TO BE DONE> Update the material below by replacing every occurrence of "farthest from its outline" with "most distant from its edge". Write out all of its lines again, leaving everything else unchanged.

(Data items)
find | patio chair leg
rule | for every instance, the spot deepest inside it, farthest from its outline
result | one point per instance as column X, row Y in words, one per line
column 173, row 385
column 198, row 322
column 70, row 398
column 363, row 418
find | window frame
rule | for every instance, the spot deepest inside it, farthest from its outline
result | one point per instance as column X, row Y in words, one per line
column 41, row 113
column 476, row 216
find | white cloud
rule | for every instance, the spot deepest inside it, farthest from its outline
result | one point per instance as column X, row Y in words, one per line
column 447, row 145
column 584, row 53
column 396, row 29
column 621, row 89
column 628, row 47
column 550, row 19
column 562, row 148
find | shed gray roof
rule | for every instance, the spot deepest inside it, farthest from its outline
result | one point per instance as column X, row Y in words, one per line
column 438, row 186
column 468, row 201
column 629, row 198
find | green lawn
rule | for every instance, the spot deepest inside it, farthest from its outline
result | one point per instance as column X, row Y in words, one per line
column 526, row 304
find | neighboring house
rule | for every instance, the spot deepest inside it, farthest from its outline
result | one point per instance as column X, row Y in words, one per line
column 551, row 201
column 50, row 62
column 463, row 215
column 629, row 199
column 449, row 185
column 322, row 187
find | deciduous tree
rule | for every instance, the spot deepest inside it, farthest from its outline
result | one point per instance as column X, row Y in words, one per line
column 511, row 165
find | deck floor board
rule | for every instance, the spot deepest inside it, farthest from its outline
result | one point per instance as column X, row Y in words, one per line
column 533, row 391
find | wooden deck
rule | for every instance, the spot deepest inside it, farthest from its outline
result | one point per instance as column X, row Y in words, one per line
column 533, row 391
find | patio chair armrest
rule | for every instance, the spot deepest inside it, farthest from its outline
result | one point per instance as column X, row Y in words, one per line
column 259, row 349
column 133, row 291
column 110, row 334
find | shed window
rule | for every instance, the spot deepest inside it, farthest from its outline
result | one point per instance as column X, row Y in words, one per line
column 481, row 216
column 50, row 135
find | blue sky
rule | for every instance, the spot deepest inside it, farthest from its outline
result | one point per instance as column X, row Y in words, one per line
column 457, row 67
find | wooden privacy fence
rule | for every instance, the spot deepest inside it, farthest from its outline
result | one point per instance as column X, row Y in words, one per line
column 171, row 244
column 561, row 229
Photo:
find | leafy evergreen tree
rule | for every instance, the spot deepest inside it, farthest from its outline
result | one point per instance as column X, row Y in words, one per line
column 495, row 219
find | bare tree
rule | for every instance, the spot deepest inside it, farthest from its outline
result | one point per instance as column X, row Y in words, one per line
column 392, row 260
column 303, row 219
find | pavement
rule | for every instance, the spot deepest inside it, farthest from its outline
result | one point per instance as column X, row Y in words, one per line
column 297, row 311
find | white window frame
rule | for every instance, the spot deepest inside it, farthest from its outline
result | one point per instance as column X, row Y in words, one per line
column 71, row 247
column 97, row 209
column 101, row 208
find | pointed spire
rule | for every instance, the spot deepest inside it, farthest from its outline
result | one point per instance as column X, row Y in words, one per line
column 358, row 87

REPLY>
find | patio chair leg
rule | for every instance, the spot deepest inside it, most distant from its edge
result | one point per instance as column X, row Y in words, one per line
column 173, row 385
column 198, row 322
column 70, row 398
column 363, row 418
find | window frame
rule | for every instance, the spot deepest inside it, most distant from its edge
result | one point per instance as column X, row Y in words, one per line
column 41, row 113
column 476, row 216
find | white cloud
rule | for every instance, the spot deepest inside it, most distant from its edge
result | one point per instance as column X, row Y in words, one per line
column 447, row 145
column 584, row 53
column 396, row 29
column 621, row 89
column 628, row 47
column 550, row 19
column 562, row 148
find | shed gray roof
rule | for every instance, the spot deepest inside it, most distant from its edge
result | one point per instance as column X, row Y in words, one per line
column 438, row 186
column 468, row 201
column 629, row 198
find | green lawn
rule | for every instance, the spot deepest inside it, most distant from its edge
result | one point per instance as column X, row Y in words, one per line
column 526, row 304
find | neighboring house
rule | for every instance, the spot deepest inside it, most distant from its edge
result | one point per instance as column X, row Y in words, one per line
column 551, row 201
column 50, row 62
column 463, row 215
column 629, row 199
column 449, row 185
column 322, row 187
find | deciduous tree
rule | for every instance, the spot deepest inside it, most distant from its edge
result | one point per instance as column X, row Y in words, one per line
column 511, row 165
find | deck floor board
rule | for every instance, the spot deepest inside it, most distant from its edge
result | one point per instance as column X, row Y in words, one per line
column 533, row 391
find | wooden deck
rule | for every instance, the spot deepest inside it, most distant from its edge
result | one point per instance as column X, row Y in words, one per line
column 533, row 391
find | patio chair armrest
rule | for every instance, the spot deepest inside it, most distant from its edge
result | one point per instance as column X, row Y in words, one per line
column 259, row 349
column 133, row 291
column 110, row 334
find | shed window
rule | for every instance, the spot deepest inside it, most distant from its edge
result | one point per instance as column X, row Y in words, one per line
column 481, row 216
column 50, row 135
find | blue sky
rule | for every instance, the spot deepest inside it, most distant from its edge
result | one point per instance as column X, row Y in words, one per line
column 457, row 67
find | wooden privacy fence
rule | for every instance, the spot deepest inside it, most distant from its edge
result | one point per instance as column X, row Y in words, one per line
column 171, row 244
column 561, row 229
Photo:
find | leafy evergreen tree
rule | for every instance, the spot deepest inside it, most distant from its edge
result | one point per instance as column X, row Y in words, one per line
column 495, row 219
find | bare tree
rule | for every instance, the spot deepest inside it, most distant from its edge
result | one point per instance as column X, row Y in words, one per line
column 392, row 260
column 303, row 219
find | pavement
rule | for every instance, the spot deepest inside it, most distant from its edge
result | one point per instance as column X, row Y in words, one per line
column 297, row 311
find | white window frame
rule | for every instance, the spot deepest inside it, most distant from its edge
result | one point per instance as column X, row Y in words, one per line
column 71, row 247
column 97, row 209
column 101, row 208
find | pointed spire
rule | for every instance, the spot deepest inside it, most distant from its edge
result | one point per instance as column X, row Y in words, one per line
column 358, row 87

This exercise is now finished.